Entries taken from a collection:
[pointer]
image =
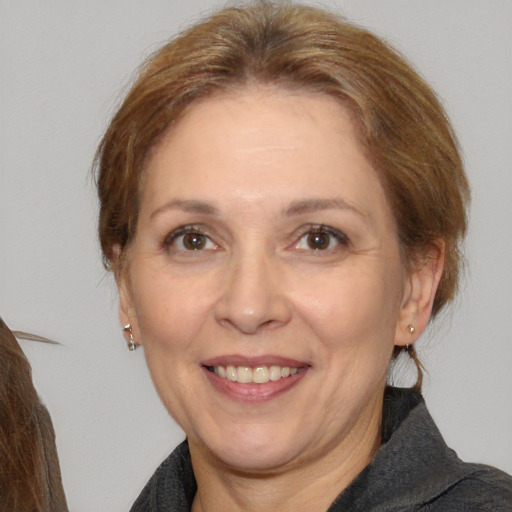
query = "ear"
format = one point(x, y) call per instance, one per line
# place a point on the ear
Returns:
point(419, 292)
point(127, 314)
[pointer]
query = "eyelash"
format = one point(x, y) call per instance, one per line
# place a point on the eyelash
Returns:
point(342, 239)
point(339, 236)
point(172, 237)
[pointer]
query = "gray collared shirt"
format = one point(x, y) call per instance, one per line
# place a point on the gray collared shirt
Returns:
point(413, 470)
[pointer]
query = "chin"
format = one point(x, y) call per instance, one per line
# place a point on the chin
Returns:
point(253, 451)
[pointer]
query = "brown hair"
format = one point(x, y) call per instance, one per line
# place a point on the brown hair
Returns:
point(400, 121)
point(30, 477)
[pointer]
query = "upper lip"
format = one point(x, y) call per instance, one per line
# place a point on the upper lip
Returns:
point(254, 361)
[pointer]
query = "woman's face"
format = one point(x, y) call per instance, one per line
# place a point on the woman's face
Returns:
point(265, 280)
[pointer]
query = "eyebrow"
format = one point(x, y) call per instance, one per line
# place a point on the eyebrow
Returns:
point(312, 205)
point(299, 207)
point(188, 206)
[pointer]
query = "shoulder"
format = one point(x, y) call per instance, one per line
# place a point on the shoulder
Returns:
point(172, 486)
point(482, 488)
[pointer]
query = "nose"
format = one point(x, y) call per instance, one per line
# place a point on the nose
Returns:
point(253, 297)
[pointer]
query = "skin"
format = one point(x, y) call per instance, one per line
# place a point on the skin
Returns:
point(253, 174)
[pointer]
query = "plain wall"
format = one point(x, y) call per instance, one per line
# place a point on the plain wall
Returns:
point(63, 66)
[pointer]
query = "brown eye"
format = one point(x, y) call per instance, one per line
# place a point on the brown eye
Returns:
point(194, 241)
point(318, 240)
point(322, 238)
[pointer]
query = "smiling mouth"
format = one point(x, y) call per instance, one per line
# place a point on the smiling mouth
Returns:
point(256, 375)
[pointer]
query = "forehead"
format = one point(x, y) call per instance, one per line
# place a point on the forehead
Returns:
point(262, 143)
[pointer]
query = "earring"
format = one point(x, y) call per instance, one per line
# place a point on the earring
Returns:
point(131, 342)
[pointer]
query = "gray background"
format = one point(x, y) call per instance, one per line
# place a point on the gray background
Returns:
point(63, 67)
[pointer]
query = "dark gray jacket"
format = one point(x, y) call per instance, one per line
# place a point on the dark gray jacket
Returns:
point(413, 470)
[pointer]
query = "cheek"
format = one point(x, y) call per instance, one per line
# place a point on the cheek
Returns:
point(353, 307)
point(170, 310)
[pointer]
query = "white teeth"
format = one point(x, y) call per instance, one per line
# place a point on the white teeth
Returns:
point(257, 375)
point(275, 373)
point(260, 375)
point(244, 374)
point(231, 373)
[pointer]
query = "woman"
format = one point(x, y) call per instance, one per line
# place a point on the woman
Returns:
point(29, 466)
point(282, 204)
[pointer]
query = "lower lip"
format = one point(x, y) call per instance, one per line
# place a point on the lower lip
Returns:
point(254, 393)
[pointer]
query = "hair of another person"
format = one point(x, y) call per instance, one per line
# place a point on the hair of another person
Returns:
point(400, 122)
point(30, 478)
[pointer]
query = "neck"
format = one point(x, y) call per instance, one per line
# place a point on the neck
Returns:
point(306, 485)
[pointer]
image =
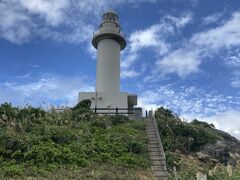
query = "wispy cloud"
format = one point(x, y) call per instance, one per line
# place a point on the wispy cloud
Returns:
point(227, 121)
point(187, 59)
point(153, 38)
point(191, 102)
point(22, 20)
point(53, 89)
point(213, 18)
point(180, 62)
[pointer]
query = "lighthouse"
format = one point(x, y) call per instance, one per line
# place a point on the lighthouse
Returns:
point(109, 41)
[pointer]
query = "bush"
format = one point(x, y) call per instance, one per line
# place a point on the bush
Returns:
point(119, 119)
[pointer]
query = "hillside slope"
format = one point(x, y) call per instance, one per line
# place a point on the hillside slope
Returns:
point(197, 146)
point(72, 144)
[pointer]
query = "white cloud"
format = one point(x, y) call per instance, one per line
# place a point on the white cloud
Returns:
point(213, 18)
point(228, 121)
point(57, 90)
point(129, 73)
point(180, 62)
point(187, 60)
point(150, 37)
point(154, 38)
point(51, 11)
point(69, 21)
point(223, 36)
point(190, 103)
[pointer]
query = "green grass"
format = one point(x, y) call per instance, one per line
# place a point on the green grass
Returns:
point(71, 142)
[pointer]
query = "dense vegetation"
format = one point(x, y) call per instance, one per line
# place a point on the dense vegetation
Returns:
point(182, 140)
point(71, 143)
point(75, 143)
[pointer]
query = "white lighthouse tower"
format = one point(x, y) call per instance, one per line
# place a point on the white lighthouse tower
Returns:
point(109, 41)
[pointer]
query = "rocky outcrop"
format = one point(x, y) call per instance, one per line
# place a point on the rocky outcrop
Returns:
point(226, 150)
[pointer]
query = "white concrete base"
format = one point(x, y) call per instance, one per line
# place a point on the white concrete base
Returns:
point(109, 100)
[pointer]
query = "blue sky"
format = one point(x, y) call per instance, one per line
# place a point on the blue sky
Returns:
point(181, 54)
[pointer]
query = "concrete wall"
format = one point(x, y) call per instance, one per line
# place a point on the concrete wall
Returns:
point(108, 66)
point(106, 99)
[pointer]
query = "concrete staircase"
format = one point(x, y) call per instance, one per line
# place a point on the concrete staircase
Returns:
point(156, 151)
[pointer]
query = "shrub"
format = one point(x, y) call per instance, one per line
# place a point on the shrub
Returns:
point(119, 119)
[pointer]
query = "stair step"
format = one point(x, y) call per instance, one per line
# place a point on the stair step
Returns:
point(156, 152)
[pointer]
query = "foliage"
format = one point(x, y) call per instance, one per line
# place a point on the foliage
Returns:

Problem statement: Give the stretch of the entries from the very start through the line containing "point(172, 237)" as a numbered list, skipping blank lines. Leave the pictures out.

Expected answer:
1. [pointer]
2. image =
3. query = "ear"
4. format = one point(x, y) call per instance, one per line
5. # place a point on the ear
6. Returns:
7. point(419, 292)
8. point(127, 314)
9. [pointer]
10. query = "eyelash"
11. format = one point(x, y) call per instance, one per line
12. # place a point on the eyelash
13. Returns:
14. point(342, 239)
15. point(339, 236)
16. point(172, 237)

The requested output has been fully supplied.